YOUR OBJECTIVE: Edit everything from the first of the lines below down to the line containing "output: one JSON", changing "every instance" to "all instances" and keeping all else the same. Give only those lines.

---------- EXERCISE INPUTS ----------

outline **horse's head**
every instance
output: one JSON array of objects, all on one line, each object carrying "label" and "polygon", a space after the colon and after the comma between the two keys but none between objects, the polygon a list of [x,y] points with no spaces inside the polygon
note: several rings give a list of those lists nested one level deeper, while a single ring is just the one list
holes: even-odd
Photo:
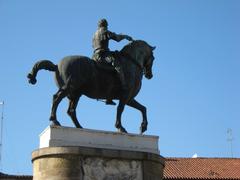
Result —
[{"label": "horse's head", "polygon": [[126,45],[122,51],[137,62],[147,79],[151,79],[153,77],[153,50],[155,48],[156,47],[150,46],[145,41],[136,40]]},{"label": "horse's head", "polygon": [[[147,44],[147,43],[146,43]],[[147,44],[146,46],[146,54],[145,54],[145,57],[144,57],[144,60],[143,60],[143,72],[144,72],[144,75],[147,79],[151,79],[153,77],[153,74],[152,74],[152,65],[153,65],[153,60],[154,60],[154,56],[153,56],[153,50],[155,49],[156,47],[152,47],[150,45]]]}]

----------

ANSWER TO THIS EXERCISE:
outline **horse's head**
all instances
output: one JSON array of objects, all on one line, each object carrying "label" and "polygon", a space after the colon and after the comma between the two keys but none between objects, the polygon a list of [x,y] points with no spaces inside the polygon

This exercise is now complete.